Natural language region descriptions

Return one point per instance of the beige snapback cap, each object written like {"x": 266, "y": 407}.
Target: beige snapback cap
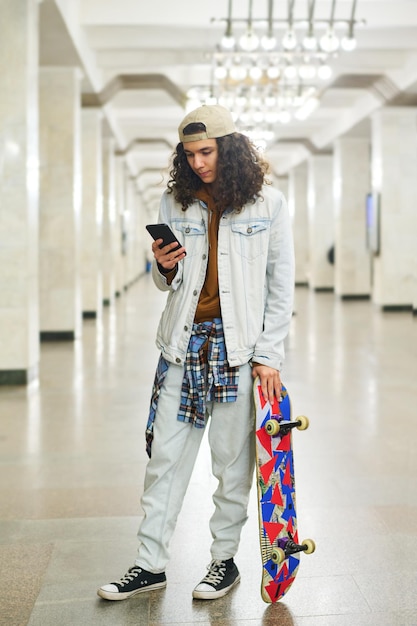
{"x": 217, "y": 120}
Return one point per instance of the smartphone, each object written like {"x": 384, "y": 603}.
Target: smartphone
{"x": 163, "y": 231}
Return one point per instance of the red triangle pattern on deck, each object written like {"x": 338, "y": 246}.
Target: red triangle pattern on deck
{"x": 265, "y": 440}
{"x": 267, "y": 469}
{"x": 272, "y": 529}
{"x": 277, "y": 497}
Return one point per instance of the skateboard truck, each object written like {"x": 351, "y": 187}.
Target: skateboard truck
{"x": 287, "y": 546}
{"x": 273, "y": 426}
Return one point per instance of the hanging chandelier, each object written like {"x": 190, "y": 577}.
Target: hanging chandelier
{"x": 268, "y": 71}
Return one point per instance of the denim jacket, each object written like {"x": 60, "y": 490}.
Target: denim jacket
{"x": 256, "y": 279}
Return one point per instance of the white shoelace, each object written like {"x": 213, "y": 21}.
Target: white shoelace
{"x": 217, "y": 570}
{"x": 131, "y": 575}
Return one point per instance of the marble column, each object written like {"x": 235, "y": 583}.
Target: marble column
{"x": 394, "y": 183}
{"x": 120, "y": 195}
{"x": 320, "y": 221}
{"x": 297, "y": 204}
{"x": 351, "y": 183}
{"x": 19, "y": 191}
{"x": 91, "y": 212}
{"x": 109, "y": 222}
{"x": 60, "y": 203}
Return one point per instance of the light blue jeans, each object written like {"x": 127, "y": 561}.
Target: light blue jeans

TO DO :: What is needed is each line from the records with the word "blue" in it.

WRITTEN RESPONSE ::
Return one point per instance of the light blue jeans, each object written like {"x": 127, "y": 561}.
Target: light blue jeans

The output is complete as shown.